Instructions for the task: Count the lines in the listing below that contain the word "wooden", treating uppercase and lowercase as different. Give only the number.

# START OF Information given

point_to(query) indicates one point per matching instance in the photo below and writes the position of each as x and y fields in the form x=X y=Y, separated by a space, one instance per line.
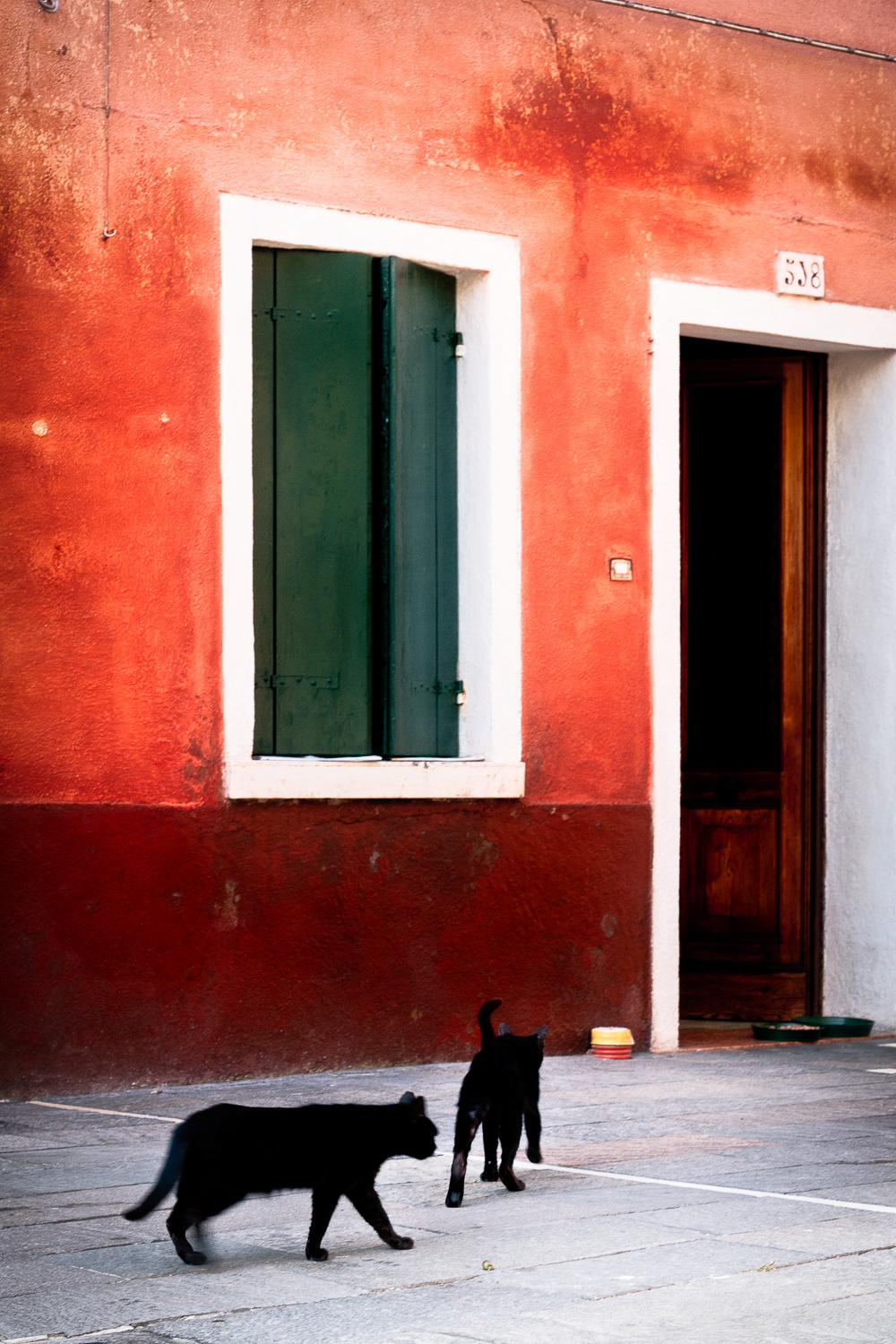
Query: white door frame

# END OF Information given
# START OF Information given

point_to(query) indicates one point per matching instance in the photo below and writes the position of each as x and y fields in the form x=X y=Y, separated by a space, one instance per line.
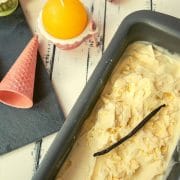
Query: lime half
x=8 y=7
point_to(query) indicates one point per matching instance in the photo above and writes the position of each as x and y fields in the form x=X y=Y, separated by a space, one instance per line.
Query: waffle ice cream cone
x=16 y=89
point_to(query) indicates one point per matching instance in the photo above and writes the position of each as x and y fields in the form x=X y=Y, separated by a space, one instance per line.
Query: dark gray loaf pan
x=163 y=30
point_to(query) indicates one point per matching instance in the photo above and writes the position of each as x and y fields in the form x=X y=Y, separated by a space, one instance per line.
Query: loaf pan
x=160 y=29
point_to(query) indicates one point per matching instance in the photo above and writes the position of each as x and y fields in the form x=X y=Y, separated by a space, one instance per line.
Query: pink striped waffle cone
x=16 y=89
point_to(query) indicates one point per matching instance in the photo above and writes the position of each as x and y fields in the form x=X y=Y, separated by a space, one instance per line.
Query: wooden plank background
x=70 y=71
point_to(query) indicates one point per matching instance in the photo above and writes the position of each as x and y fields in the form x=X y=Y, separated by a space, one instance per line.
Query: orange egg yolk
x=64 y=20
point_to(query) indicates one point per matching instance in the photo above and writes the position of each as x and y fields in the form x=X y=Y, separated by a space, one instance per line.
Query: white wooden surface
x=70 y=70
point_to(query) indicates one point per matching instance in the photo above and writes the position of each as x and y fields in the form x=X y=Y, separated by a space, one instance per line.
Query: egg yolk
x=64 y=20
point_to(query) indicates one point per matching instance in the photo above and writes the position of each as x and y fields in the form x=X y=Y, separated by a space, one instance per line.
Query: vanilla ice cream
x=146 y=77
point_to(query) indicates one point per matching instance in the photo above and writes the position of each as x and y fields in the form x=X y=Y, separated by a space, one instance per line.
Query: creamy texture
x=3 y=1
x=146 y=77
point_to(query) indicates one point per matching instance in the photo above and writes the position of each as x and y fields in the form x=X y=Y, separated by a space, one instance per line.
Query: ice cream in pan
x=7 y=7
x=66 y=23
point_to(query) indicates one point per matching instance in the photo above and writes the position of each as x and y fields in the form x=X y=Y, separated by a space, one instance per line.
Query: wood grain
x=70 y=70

# END OF Information given

Written solution: 2